Previous work reported that the relationship between GABA+ and Glx is moderated by the concentration of other neurochemicals (Rideaux, 2021; Steel et al., 2020). We found no significant change in the relationship between GABA+ and Glu after controlling for tCr (z179=0.13, p=.899), tNAA (z179=0.20, p=.841), or tCho (z177=0.14, p=.887). Similarly, we found no difference in the relationship between GABA+ and Glu after controlling for the concentration of water (z178=0.12, p=.903).

Regional specificity.

To test the regional specificity of these results, we ran the same analyses on a dataset collected from the same participants from a voxel targeting occipital cortex (Fig. 2). We had not planned to include this dataset in the current study, because the voxel location was approximately midway between those used by Steel et al. (2020) and Rideaux (2021), who found evidence for and against a relationship between GABA+ and Glx, respectively, and thus we considered the data were unlikely to be diagnostic in relation to the original study aims. However, considering the results found for data collected from prefrontal cortex – namely, no relationship between GABA+ and Glx but a significant relationship between GABA+ and Glu – we reasoned that repeating the same analyses on a dataset collected from a different cortical region would provide a test of the regional specificity of the findings.

In contrast to the results from prefrontal cortex, in occipital cortex we found extreme evidence for a positive relationship between both GABA+ and Glx (r183=.48, BF+0=3.50e9; Fig. 4a), and GABA+ and Glu (r176=.79, BF+0=4.83e36; Fig. 4b); however, the strength of the relationship between GABA+ and Glu was significantly stronger than that with Glx (z176=5.26, p=1.46e−7). We found stronger evidence for a positive correlation between GABA+ and Glu in occipital than prefrontal cortices (z174=5.75, p=8.68e−9). This may be due to a difference in the strength of the coupling between these neurometabolites in prefrontal and occipital regions; however, it may also be due to reduced signal quality in the data from prefrontal cortex, e.g., due to differences in voxel location relative to the receiver coils. Consistent with this, we found that NAA linewidth was broader (t192=5.93, p=1.39e−8) and GABA+ fit error was higher for the prefrontal than the occipital cortex data (t192=7.72, p=3.77e−12).

Figure 4. Common ratio between GABA+ and Glu and Glx in occipital cortex.

Figure 4.

a) Glx concentration as a function of GABA+ concentration in occipital cortex. b) The same as (a), for Glu and GABA+. Glx, Glu, and GABA+ values are tissue-corrected, referenced to water, expressed in institutional units (i.u.), and corrected for changes associated with different scanner software. Black lines indicate best linear fit; datapoints are semi-transparent, thus darker regions indicate overlap.

Dataset records
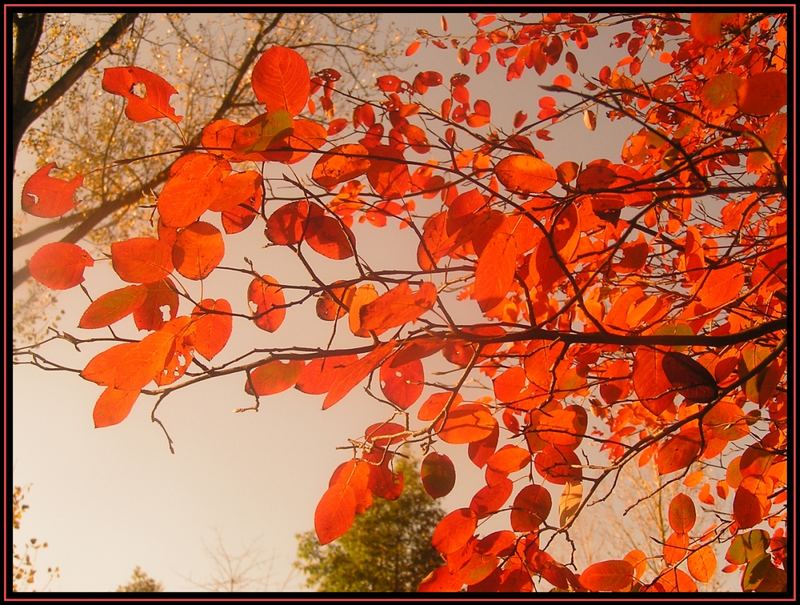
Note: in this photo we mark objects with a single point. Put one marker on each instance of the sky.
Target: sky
(109, 500)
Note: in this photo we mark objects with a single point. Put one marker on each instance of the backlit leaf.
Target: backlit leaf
(281, 80)
(438, 475)
(198, 250)
(59, 265)
(113, 306)
(466, 423)
(48, 197)
(153, 104)
(454, 530)
(213, 325)
(525, 174)
(268, 300)
(682, 514)
(402, 384)
(141, 260)
(335, 513)
(273, 377)
(531, 508)
(607, 576)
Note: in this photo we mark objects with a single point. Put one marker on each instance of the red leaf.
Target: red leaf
(682, 514)
(494, 274)
(59, 265)
(153, 104)
(345, 381)
(438, 475)
(340, 164)
(195, 182)
(273, 377)
(113, 306)
(397, 307)
(402, 383)
(335, 513)
(319, 374)
(48, 197)
(198, 250)
(531, 508)
(558, 465)
(650, 381)
(113, 406)
(329, 237)
(213, 324)
(268, 300)
(281, 80)
(466, 423)
(150, 314)
(607, 576)
(679, 451)
(141, 259)
(525, 174)
(746, 508)
(692, 380)
(454, 530)
(491, 498)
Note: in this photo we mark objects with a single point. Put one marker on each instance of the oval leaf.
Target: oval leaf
(59, 265)
(438, 475)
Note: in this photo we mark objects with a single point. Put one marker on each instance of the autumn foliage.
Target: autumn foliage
(629, 310)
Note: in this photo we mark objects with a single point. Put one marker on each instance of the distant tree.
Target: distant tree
(141, 582)
(24, 570)
(388, 548)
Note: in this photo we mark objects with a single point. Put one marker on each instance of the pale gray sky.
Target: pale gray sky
(108, 500)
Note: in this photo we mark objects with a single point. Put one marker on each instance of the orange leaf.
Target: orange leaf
(466, 423)
(345, 381)
(746, 508)
(48, 197)
(195, 182)
(494, 274)
(702, 564)
(59, 265)
(491, 498)
(454, 530)
(682, 514)
(558, 465)
(438, 475)
(268, 300)
(113, 406)
(650, 382)
(679, 451)
(150, 315)
(281, 80)
(340, 164)
(141, 259)
(131, 365)
(113, 306)
(607, 576)
(153, 104)
(329, 237)
(508, 459)
(319, 374)
(397, 307)
(402, 383)
(525, 174)
(213, 324)
(198, 250)
(763, 93)
(335, 512)
(691, 379)
(531, 508)
(273, 377)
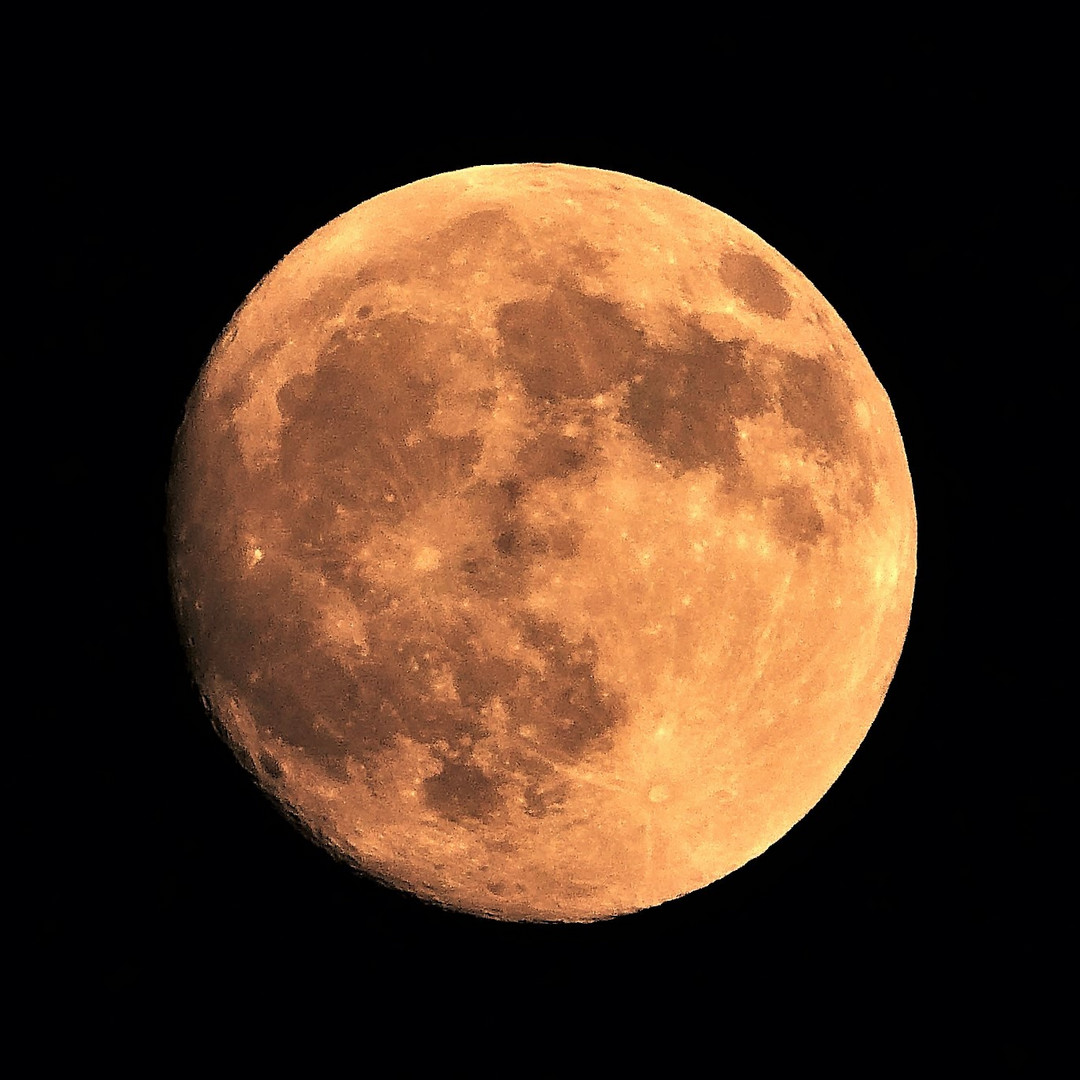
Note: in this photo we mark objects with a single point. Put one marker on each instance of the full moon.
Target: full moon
(541, 540)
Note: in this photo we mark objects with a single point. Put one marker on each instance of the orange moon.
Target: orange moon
(542, 541)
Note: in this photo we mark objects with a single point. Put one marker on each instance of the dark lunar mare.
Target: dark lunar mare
(356, 450)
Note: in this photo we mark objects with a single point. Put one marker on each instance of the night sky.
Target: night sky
(926, 876)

* _TASK REQUIREMENTS_
1 – From the passage provided, list each factor for which the relationship between GABA+ and Glu was controlled.
2 – In the passage provided, rewrite the span that begins at the words "Previous work reported" and stops after "Regional specificity.", renaming "Glu" as "glutamate".
Rely solely on the passage provided.

* _EXERCISE ANSWERS_
1 – tCr, tNAA, tCho, the concentration of water

2 –
Previous work reported that the relationship between GABA+ and Glx is moderated by the concentration of other neurochemicals (Rideaux, 2021; Steel et al., 2020). We found no significant change in the relationship between GABA+ and glutamate after controlling for tCr (z179=0.13, p=.899), tNAA (z179=0.20, p=.841), or tCho (z177=0.14, p=.887). Similarly, we found no difference in the relationship between GABA+ and glutamate after controlling for the concentration of water (z178=0.12, p=.903).

Regional specificity.